■ EXERCISE MATERIAL:
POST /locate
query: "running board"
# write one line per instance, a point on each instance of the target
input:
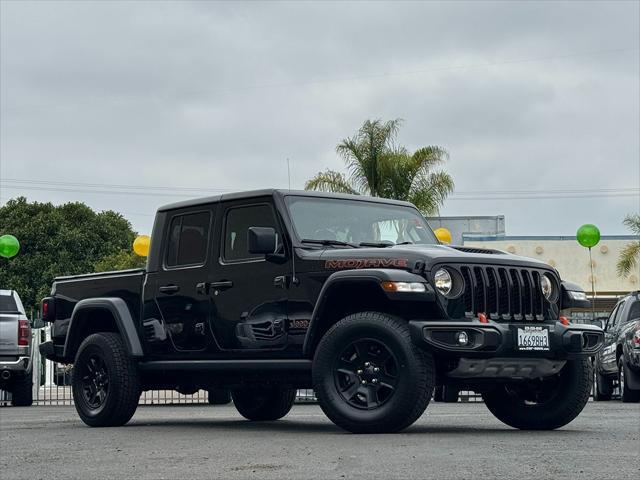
(229, 365)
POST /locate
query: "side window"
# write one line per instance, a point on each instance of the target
(188, 239)
(634, 311)
(617, 319)
(612, 317)
(238, 221)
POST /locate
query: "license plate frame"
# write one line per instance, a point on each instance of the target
(532, 338)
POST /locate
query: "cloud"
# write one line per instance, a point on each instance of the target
(524, 95)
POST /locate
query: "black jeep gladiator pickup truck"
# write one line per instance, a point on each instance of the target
(261, 293)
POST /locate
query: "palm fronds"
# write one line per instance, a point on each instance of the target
(377, 166)
(630, 253)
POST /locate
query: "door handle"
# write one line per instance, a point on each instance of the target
(222, 285)
(169, 289)
(202, 288)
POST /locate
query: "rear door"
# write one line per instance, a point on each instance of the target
(180, 285)
(250, 292)
(10, 313)
(609, 363)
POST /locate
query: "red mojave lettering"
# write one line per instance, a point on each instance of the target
(366, 263)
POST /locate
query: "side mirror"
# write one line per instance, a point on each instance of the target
(261, 240)
(573, 296)
(37, 323)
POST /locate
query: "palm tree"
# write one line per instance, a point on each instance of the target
(380, 168)
(630, 254)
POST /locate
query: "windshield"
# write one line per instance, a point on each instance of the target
(357, 222)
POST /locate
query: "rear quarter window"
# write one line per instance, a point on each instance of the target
(187, 240)
(8, 304)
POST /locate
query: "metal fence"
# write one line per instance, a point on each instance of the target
(52, 385)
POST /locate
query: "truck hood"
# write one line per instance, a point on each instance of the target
(410, 256)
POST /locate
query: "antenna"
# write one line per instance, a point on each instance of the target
(294, 279)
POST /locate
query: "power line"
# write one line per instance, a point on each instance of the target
(106, 185)
(560, 191)
(460, 196)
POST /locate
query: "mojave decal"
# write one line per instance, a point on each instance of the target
(366, 263)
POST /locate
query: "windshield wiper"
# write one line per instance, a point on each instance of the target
(376, 244)
(336, 243)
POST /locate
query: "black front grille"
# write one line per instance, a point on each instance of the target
(503, 293)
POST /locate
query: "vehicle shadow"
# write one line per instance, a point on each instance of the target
(295, 426)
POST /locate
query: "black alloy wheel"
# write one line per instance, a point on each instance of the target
(366, 374)
(105, 381)
(369, 376)
(95, 381)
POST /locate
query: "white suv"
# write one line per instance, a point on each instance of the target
(15, 350)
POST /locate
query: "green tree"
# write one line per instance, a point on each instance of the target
(630, 253)
(68, 239)
(377, 166)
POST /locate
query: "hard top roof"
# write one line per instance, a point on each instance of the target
(269, 192)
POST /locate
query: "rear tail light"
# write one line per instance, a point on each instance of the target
(24, 333)
(48, 309)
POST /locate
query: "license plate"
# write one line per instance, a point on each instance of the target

■ WHAT TO PRODUCE:
Reproduce the full listing faithfully, but do not carry over any pictures.

■ OUTPUT:
POST /locate
query: "running board"
# write one line per instance, a point on each instance of the target
input:
(229, 365)
POST /locate
query: "side window"
# write one line per instance, a point on each instance of the target
(188, 239)
(634, 311)
(617, 319)
(612, 317)
(238, 221)
POST /locate
query: "license plate frame"
# write one line per instance, a point on each instance of the target
(532, 338)
POST /locate
query: "cloud"
# write one line per instance, a point on each instance of the target
(524, 95)
POST /locate
query: "black jeep gladiator pickup truck"
# write one line per instance, a point on each instance of the target
(261, 293)
POST /locate
query: "palm fronds"
# write one line per instance, a point on each instance of the target
(377, 166)
(630, 253)
POST /locate
query: "door handle"
# write one line per instance, a point on each instance of the target
(222, 285)
(169, 289)
(202, 288)
POST /locate
query: "rear door"
# write one line per instance, a point on each instance of the target
(180, 285)
(250, 292)
(10, 313)
(609, 363)
POST /locate
query: "red mojave lettering"
# write one line per instance, a point on each instance of the target
(366, 263)
POST /locate
query: "side mirror"
# write one line per instance, a point on each instance of the target
(261, 240)
(573, 296)
(37, 323)
POST /locate
query: "palm tree"
# write one line per instance, a point on each instance of the target
(380, 168)
(630, 254)
POST /locate
query: "windshield"
# write one line per instance, a point on each instance of the target
(357, 222)
POST /locate
query: "rear quarter window"
# write one line per instance, a point on each instance of the target
(187, 240)
(8, 304)
POST /locate
query: "metal fence"
# write one line per instance, a point on each instance of the target
(52, 385)
POST /locate
query: "truck hood"
# write one line per instance, a point on each instance of the target
(410, 256)
POST /locate
query: "antenna"
# write one line per instance, a point on each instance of the target
(294, 279)
POST /locate
query: "power line"
# write one line per instance, a point on each instance of the target
(106, 185)
(560, 191)
(460, 196)
POST /locate
query: "mojave decal"
# write one line per instance, a point on each instance of the target
(366, 263)
POST /locate
query: "windshield wiper"
# write one line per instance, a point on each instance of the target
(376, 244)
(336, 243)
POST /locate
query: "black front grille"
# write one line per instance, a point on each instance of the target
(503, 293)
POST /locate
query: "vehicle shadow"
# write one line per instance, a point on each instance of the target
(295, 426)
POST /locate
query: "black alloy wheel"
# write one line per instance, a point on each instance of the target
(366, 374)
(105, 381)
(369, 376)
(95, 381)
POST /locate
query: "white suv"
# write one line per instance, a point on each instance of the target
(15, 350)
POST /locate
query: "green tree"
# write one line per instance, a point on each instance of the target
(630, 253)
(68, 239)
(377, 166)
POST /locate
query: "hard top roof"
# write one line per instance, a point on each instance of the target
(269, 192)
POST /locate
query: "rear tail light"
# write one line per instance, a point on each instance of the target
(24, 333)
(48, 309)
POST /locate
query: "license plate"
# write one line per instance, a point on each instance of the target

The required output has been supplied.